→ **What is needed**: Leaving out any pictures, transcribe every record exactly.

→ **The data**:
--- --- ---
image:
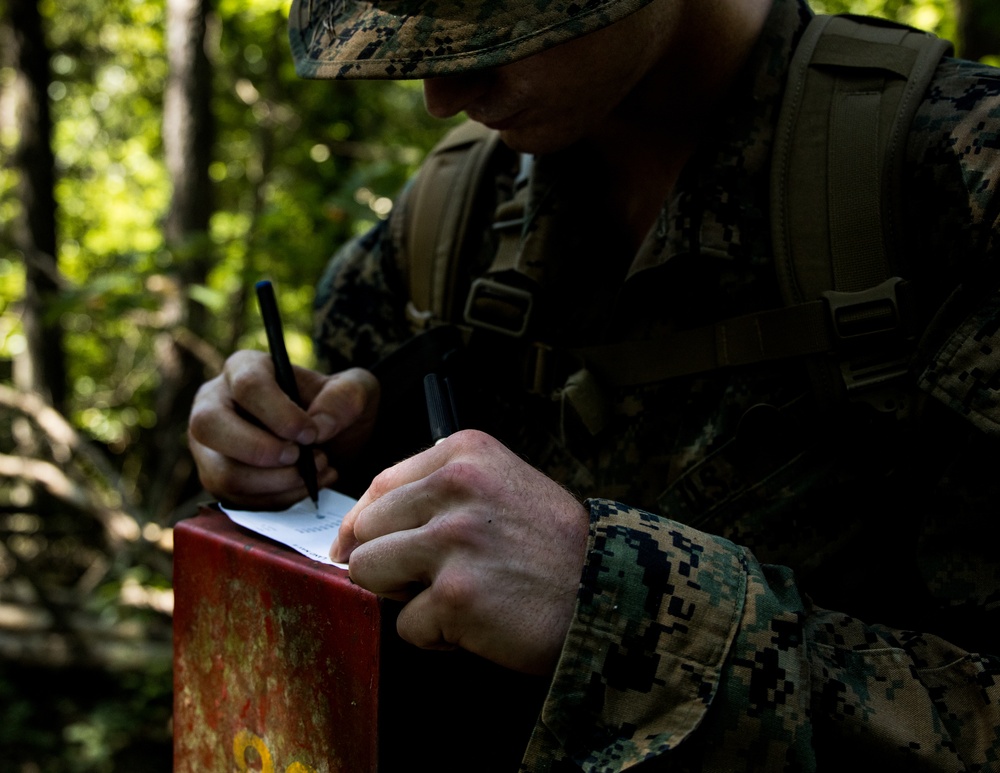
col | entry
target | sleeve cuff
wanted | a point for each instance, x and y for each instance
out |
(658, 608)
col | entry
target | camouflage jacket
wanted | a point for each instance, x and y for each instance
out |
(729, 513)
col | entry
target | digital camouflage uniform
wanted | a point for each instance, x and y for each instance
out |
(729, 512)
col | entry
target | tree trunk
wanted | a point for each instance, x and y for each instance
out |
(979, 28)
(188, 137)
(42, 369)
--- --- ---
→ **Exercise output**:
image:
col | entry
target | sleeve cuff
wanted | a point for each instance, x and y for each instance
out |
(658, 608)
col | entry
target | camouflage jacket
wanted | a point for each instance, x and y for each instance
out |
(729, 513)
col | entry
target | digital camouflage uniform
wanted | a point for each instance, x and y for each instance
out |
(729, 512)
col | entry
target | tree trunk
wanted | a point for each instance, x and y for each instance
out |
(979, 28)
(188, 137)
(42, 369)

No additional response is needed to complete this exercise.